◆ What the task asks
List every line in the material below that contains the word "flesh". Case counts.

◆ Given information

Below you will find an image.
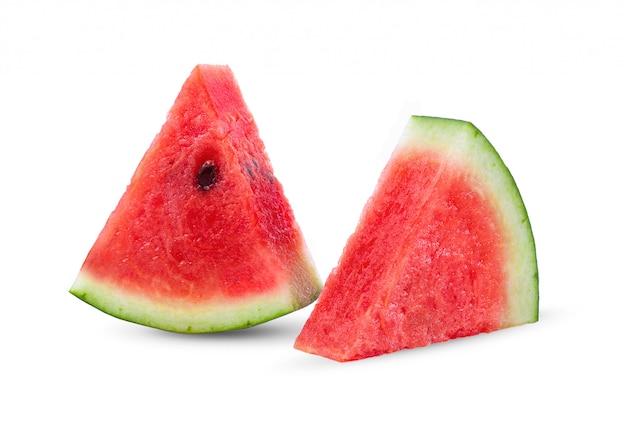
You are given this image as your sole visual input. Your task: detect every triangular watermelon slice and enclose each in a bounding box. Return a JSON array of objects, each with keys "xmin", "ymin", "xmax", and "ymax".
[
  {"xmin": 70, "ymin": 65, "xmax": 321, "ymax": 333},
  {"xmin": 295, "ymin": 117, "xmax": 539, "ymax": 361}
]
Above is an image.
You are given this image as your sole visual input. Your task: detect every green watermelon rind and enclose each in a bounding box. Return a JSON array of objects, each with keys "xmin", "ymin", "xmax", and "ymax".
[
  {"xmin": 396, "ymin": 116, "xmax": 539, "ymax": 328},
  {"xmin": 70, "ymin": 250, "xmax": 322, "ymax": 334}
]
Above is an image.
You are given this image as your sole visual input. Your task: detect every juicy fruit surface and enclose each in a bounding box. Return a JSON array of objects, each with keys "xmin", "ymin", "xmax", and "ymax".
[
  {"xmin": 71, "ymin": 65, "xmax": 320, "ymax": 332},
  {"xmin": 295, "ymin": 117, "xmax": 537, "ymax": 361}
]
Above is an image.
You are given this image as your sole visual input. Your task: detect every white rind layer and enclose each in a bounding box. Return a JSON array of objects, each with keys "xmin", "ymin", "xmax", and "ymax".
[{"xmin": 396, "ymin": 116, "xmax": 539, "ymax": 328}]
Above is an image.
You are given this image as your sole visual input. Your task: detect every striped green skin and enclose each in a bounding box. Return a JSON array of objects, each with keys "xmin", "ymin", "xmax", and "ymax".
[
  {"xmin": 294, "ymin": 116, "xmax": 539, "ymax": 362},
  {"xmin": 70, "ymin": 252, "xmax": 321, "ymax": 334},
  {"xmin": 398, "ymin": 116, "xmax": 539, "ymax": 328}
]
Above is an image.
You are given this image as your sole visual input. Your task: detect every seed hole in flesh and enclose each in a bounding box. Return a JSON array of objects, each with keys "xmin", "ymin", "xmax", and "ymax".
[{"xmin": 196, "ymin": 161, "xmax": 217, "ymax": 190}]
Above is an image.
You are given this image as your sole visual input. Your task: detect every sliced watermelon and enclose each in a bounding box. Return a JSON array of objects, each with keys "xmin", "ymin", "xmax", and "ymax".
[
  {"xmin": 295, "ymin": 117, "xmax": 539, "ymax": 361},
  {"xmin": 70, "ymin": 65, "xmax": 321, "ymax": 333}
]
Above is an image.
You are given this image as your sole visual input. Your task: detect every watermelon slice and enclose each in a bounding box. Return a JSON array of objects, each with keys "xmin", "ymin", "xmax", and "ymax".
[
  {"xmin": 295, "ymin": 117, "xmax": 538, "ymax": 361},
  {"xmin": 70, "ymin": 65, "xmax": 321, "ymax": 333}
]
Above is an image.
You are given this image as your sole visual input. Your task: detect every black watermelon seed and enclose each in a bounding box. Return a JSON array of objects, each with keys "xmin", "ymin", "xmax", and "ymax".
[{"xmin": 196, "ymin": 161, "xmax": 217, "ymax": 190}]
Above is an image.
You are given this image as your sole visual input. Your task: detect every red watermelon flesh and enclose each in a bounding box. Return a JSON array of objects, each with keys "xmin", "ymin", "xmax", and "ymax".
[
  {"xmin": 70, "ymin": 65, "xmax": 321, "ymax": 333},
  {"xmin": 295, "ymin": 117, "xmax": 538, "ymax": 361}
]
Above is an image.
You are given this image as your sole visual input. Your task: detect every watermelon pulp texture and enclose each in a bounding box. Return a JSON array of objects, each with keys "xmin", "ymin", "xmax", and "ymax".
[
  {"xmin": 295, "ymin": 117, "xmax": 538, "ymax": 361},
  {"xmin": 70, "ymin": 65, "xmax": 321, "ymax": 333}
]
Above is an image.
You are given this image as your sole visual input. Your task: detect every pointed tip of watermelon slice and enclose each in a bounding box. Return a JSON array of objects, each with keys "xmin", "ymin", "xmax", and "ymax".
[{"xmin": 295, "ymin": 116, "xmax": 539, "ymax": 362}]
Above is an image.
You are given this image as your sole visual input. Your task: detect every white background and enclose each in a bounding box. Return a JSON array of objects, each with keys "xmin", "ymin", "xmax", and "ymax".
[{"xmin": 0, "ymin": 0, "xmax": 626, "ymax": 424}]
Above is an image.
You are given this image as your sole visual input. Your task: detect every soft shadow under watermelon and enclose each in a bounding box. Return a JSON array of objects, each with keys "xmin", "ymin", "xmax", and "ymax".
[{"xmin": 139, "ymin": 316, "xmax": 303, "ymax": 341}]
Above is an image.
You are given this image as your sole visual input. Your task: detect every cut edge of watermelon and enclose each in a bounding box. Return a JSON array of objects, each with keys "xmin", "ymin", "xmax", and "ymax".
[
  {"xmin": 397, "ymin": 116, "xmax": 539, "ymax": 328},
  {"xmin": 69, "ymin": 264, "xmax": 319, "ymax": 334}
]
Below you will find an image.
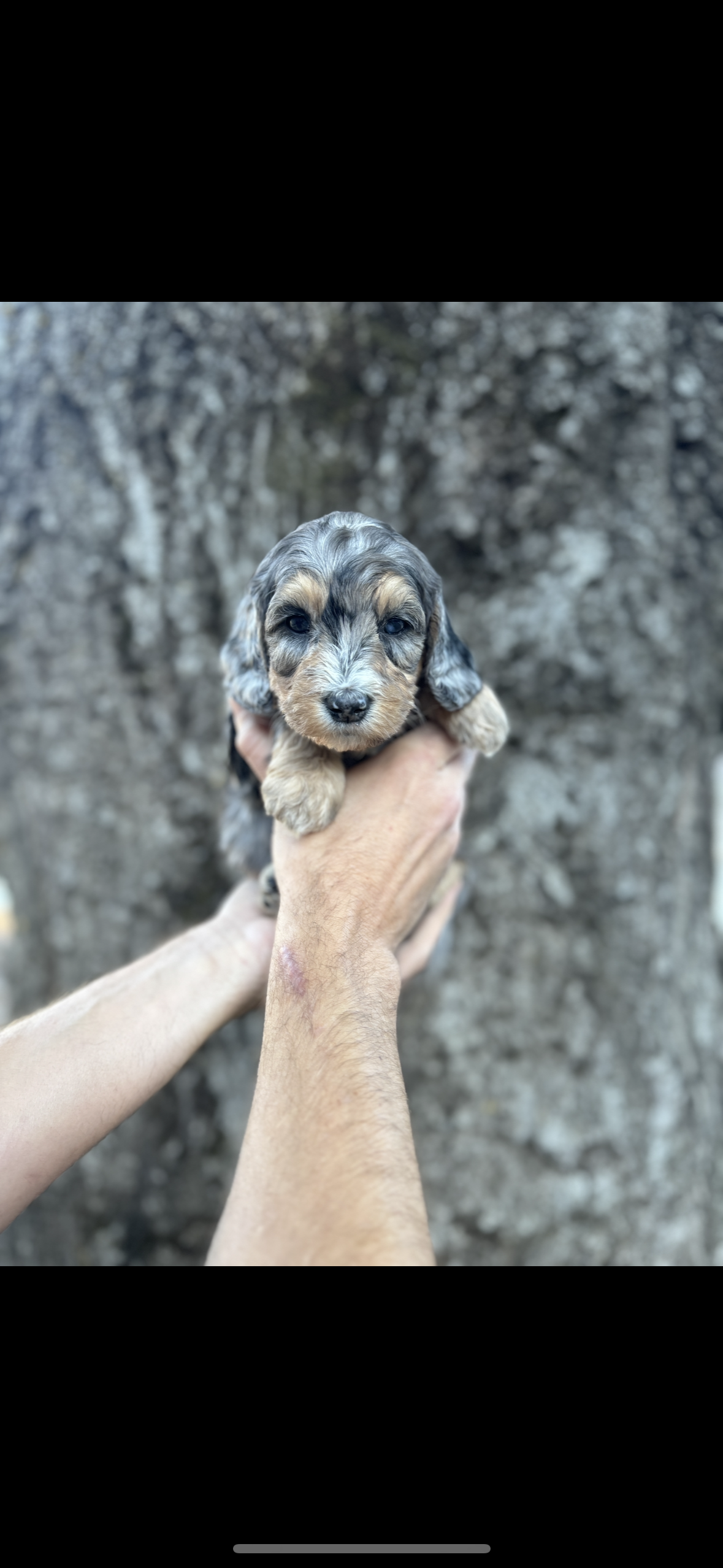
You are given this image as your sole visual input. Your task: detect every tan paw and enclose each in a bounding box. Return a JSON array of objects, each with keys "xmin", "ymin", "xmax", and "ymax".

◆ Answer to the task
You are given this image as your sole visual input. Your task: detect every seed hole in flesh and enclose each in a bounding box. Return a JSON array of objects, each with keys "xmin", "ymin", "xmax", and "ymax".
You are given this image as your sole visual input. Your task: detect every red watermelon flesh and enclose each in a bounding box. Return a JSON array of objects, each with keys "xmin", "ymin", "xmax", and "ymax".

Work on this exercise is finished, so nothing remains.